[AUFGABE 1]:
Gib im Text über aggressive Gefühle das Stück von „Wenn Kinder älter“ bis „anderen Menschen vereinfachen.“ noch einmal wieder und tausche dabei „Kinder“ gegen „Mädchen“ aus.
[AUFGABE 2]:
Übersetze diesen Satz aus dem Text über aggressive Gefühle ins Englische: „Menschen werden bedroht und finden ihren Ärger nicht mehr.“
[AUFGABE 3]:
Schreib den Text über aggressive Gefühle nach seinem letzten Satz weiter.

[TEXTAUSZUG]:
"""

Wenn Kinder älter werden, wächst auch ihr emotionales Gedächtnis. Bei aggressiven und anderen Gefühlen steigt zwar weiterhin das allgemeine Erregungsniveau im Nervensystem und Körpervorgänge werden darüber automatisch gesteuert. Aber die Kinder sind nun mit zunehmendem Alter eher in der Lage, ihre Gefühle zu identifizieren und mit Hilfe des emotionalen Gedächtnisses frühere Situationen, in denen sie sich geärgert haben oder wütend waren, zum Vergleich heranzuziehen. So werden allmählich aggressive Gefühle »zivilisiert«, manchmal auch »domestiziert« und in Bahnen gelenkt, die ein Zusammenleben mit anderen Menschen vereinfachen.
Manchmal geht der ursprüngliche Sinn aggressiver Gefühle, etwas weghaben und damit verändern zu wollen, auf diesem Weg verloren. Menschen werden bedroht und finden ihren Ärger nicht mehr. Oder sie werden angegriffen und spüren ihren Ärger, können aber nicht mehr ihm entsprechend handeln. Bei wieder anderen verselbstständigen sich gleichsam die aggressiven Gefühle. Sie kämpfen vorbeugend gegen dieses und jenes, unabhängig davon, ob die Situationen oder Gegebenheiten des Lebens, die sie weghaben wollen, konkret sind. Bei den meisten Menschen entwickeln sich aus der archaischen Wut: »Da ist etwas, was ich weghaben will, also bin ich wütend – auf Teufel komm raus«, im Laufe ihrer Entwicklungsgeschichte ein differenziertes Fühlen und ein differenziertes Verhalten. Es entsteht eine komplexe Gefühlslandschaft aggressiver Gefühle.
Mit dieser Gefühlslandschaft wollen wir uns genauer beschäftigen und werden mit den Menschen beginnen, die ihre Wut »verloren« oder »umgetauscht« haben.
Eine Büroangestellte erzählt, wie ihr Vorgesetzter sie ausnutzt. Sie muss regelmäßig unbezahlte Überstunden leisten, erhält nie ein Lob, nur Kritik, wird für Fehler, die der Chef verschuldet hat, verantwortlich gemacht und bei Gehaltserhöhungen oder Beförderungen übergangen. Wer ihren Erzählungen zuhört, wird zornig auf diesen Vorgesetzten – die betroffene Frau aber nicht. Als die Therapeutin sie fragt, ob sie sich nicht über die Behandlung ärgert, antwortet sie: »Manchmal schon. Aber nur ein wenig. Ich kann ja auch verstehen, warum mein Chef so ist. Der hat so viel Druck in der Firma und zu Hause stimmt es auch nicht. Damit kommt der nicht klar.« Von starkem Zorn keine Spur. Selbst wenn ihr Ärger leise aufflackert, wird er durch das Verständnis für den Chef erstickt.

"""

[ÜBUNGSDATEN]:
"""

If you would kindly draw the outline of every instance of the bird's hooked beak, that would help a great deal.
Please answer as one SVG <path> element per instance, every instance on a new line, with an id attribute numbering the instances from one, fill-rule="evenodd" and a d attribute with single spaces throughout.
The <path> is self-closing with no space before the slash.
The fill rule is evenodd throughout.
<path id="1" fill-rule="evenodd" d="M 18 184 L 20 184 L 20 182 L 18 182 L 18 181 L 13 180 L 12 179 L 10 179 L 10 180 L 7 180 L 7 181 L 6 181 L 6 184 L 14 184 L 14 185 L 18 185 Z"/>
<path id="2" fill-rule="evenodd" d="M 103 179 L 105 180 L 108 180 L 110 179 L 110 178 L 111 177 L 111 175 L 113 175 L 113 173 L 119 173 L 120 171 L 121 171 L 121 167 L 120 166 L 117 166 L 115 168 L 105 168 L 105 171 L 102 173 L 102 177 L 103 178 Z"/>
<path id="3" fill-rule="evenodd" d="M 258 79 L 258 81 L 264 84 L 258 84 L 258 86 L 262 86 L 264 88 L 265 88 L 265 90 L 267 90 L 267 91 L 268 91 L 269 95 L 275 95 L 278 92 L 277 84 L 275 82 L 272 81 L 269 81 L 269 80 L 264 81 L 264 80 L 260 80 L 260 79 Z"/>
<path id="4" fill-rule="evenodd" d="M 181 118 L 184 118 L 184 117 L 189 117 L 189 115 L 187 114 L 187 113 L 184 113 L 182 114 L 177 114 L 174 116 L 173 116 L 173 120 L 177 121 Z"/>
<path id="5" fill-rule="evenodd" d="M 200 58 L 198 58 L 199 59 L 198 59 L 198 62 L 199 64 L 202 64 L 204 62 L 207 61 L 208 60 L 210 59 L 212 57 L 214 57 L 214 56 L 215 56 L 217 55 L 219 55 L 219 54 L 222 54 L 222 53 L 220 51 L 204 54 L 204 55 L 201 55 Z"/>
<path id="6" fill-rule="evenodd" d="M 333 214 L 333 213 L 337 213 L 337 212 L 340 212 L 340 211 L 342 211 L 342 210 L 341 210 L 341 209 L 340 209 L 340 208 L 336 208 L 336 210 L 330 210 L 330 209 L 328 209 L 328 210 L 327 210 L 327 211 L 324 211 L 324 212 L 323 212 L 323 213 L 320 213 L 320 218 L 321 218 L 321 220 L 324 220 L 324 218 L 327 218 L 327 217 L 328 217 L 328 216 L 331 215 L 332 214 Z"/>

"""

[ERGEBNIS 1]:
Wenn Mädchen älter werden, wächst auch ihr emotionales Gedächtnis. Bei aggressiven und anderen Gefühlen steigt zwar weiterhin das allgemeine Erregungsniveau im Nervensystem und Körpervorgänge werden darüber automatisch gesteuert. Aber die Mädchen sind nun mit zunehmendem Alter eher in der Lage, ihre Gefühle zu identifizieren und mit Hilfe des emotionalen Gedächtnisses frühere Situationen, in denen sie sich geärgert haben oder wütend waren, zum Vergleich heranzuziehen. So werden allmählich aggressive Gefühle »zivilisiert«, manchmal auch »domestiziert« und in Bahnen gelenkt, die ein Zusammenleben mit anderen Menschen vereinfachen.

[ERGEBNIS 2]:
People are threatened and no longer find their anger.

[ERGEBNIS 3]:
Wie diese Klientin bremsen oder ersticken zahlreiche Menschen ihre aggressiven Gefühle. Auf welche Art und Weise dies geschieht, ist unterschiedlich. War es bei der erwähnten Frau ihr Verständnis, so ist es bei einem anderen Klienten sein Streben nach Gerechtigkeit. Immer wenn in ihm Ärger oder gar stärkere aggressive Gefühle anklangen, begann er zu überlegen, ob sein Ärger, sein Zorn, seine Wut denn gerecht wären. Er sann lange darüber nach, überlegte das Für und Wider, inszenierte eine innere Gerichtsverhandlung mit Anklage- und Verteidigungsschriften, Pro und Kontra – so lange, bis er schließlich zu einem Ergebnis kam, das sein Gefühl in nichts auflöste.
Bei beiden Menschen hat das Zorn und Ärger bremsende Verhalten Wurzeln in ihrer Geschichte. Dem Mann war Gerechtigkeit ein äußerst hoher Wert. Er fühlte sich als jüngstes von fünf Kindern oft ungerecht behandelt und lernte, Gerechtigkeit in seinem Leben einen hohen Stellenwert zuzumessen. Die Frau mit dem übergroßen Verständnis für ihren Chef sehnte sich ihr Leben lang danach, dass jemand sie verstand. Irgendwie wollte sie vorbildlich sein und suchte das Verständnis für andere, verlor dabei aber das Verständnis für sich. Und vor allem verlor sie ihre Gefühle. Damit hier kein Missverständnis auftritt: Verständnis und Gerechtigkeit sind ein hohes Gut, sind wertvoll, lebens- und erstrebenswert. Bekommen sie aber einen so hohen Stellenwert, dass sie sich gegen die eigenen, hier die aggressiven Gefühle, richten, dann wird die verständnisvolle Frau ignorant sich selbst gegenüber und der gerechte Mann ungerecht sich selbst gegenüber.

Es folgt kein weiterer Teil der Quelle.